**Stated goal:**
Return each of the rows below word for word, leaving every line unchanged.

## START Provided data

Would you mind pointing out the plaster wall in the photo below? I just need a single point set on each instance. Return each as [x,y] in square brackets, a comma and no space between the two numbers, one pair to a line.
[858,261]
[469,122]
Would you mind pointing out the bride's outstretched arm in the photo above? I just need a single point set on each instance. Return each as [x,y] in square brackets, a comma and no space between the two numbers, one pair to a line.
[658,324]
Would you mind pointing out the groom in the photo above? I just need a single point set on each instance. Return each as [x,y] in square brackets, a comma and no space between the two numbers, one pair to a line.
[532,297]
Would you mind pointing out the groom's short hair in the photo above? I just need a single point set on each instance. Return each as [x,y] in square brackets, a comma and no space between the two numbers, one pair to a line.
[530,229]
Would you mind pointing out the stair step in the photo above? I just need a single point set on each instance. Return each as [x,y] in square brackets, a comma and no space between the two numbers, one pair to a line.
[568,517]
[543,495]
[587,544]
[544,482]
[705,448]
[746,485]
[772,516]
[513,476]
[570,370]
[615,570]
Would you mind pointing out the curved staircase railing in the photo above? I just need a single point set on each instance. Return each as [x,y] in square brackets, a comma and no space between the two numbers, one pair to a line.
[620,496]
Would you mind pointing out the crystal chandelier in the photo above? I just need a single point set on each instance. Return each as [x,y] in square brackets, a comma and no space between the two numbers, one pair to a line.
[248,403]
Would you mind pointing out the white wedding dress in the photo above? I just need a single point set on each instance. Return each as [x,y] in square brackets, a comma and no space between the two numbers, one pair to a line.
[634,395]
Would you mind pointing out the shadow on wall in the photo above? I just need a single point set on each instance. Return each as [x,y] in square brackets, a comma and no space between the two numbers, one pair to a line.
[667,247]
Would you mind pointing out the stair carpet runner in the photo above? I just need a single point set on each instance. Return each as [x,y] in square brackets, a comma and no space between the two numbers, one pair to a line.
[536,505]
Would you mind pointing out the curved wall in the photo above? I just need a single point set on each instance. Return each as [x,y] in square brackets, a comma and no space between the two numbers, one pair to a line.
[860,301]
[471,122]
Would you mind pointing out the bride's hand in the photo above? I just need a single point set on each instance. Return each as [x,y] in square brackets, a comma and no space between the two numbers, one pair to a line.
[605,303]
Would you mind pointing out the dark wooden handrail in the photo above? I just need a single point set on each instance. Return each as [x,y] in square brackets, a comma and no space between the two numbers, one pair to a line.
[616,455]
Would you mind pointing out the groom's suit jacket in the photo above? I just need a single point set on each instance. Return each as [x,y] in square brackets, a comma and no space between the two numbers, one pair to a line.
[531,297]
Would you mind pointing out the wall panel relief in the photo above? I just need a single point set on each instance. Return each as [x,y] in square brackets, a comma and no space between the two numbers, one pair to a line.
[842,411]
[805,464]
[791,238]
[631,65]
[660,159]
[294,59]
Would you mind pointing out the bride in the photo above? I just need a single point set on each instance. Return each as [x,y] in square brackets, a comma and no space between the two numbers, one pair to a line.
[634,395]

## END Provided data

**Solution:**
Would you mind pointing out the plaster wall in the photo below? I just need a single point set on each instance. Return each as [x,y] in square brackets, a comma and no space between the two numbers, one pair to a line.
[858,261]
[469,122]
Would you mind pointing out the bride's outstretched arm in the photo above? I just need a single point set on each instance. Return each as [x,y] in square brackets, a comma and no space between the two numbers, one pair to a line.
[658,324]
Would you mind pointing out the groom in the photo above? I just need a single point set on each instance. Return each as [x,y] in square brackets, a comma and no space between the two numbers, one pair to a line.
[532,297]
Would you mind pointing out the groom's short hair in the photo above? I just need a single point set on each instance. Return each as [x,y] in square brackets, a comma and no space between the two numbers, one pair to a line.
[530,229]
Would you mind pointing out the stair step in the photo above? I just need a single point set on each instance. Return each as [x,y] in square brackets, a comma and no space between the two numbers, one pair to a line.
[568,517]
[543,495]
[587,544]
[544,482]
[705,448]
[746,485]
[772,516]
[513,476]
[570,370]
[615,570]
Would you mind pointing out the curved staircase railing in the photo above? I just need a single point set on each instance. Return each as [x,y] in square brackets, a comma and no space between the two numbers, one pair to a line.
[620,496]
Would you mind pointing out the crystal chandelier in the photo above? I just need a single point set on each instance. Return each as [x,y] in square brackets, a comma and no space between the two numbers, one pair to a line.
[248,403]
Would you mind pointing out the white wedding dress in the photo above? I just need a single point set on each instance. Return each as [x,y] in square brackets, a comma and no space between the two numbers, one pair to a line.
[634,395]
Would you mind pointing out the shadow on wall in the photo above? I just need a single point set on each instance. Return each as [x,y] in square brackets, a comma and no space between the two numbers, one pair to a line.
[667,247]
Would you mind pointing out the stair carpet runner in the photo above? I just need a single point set on each instance. Return each as [x,y] in square brackets, a comma and no space between the two numbers, one pair to a line.
[536,505]
Would you mind pointing out the curved wall in the photo above? I just need a single point set on each instance. Return each as [x,y] in square brackets, a comma and no space between the two numbers, one pair to a line.
[860,301]
[471,122]
Would you mind pointing out the bride's hand in the photo above? I just need a single point set on each instance. Return each as [x,y] in square brackets, a comma and no space between the two numbers, one pair to a line.
[605,303]
Would you mind pointing out the dark wooden handrail in the photo above? I just need a single point set on each instance. Return each as [x,y] in square brackets, a comma and no space between the two numbers, one pair to a line.
[616,455]
Would you mind pointing out the groom's suit jacket in the photo above? I just need a single point set on each instance. Return each as [x,y] in square brackets, a comma and no space between the two numbers, one pair to a line.
[531,297]
Would you mind pointing out the wall panel relief in the photo above? I just need a single point set on each instance. Return each as [x,y] in square brackets, a comma and no space between the two numbers, one pair to a line.
[842,411]
[805,464]
[791,238]
[631,65]
[660,159]
[294,59]
Would you mind pointing out the bride in the photo above? I just need a single point set on each instance. Return each as [x,y] in square brackets, a comma and no space between the two numbers, one pair to a line.
[634,395]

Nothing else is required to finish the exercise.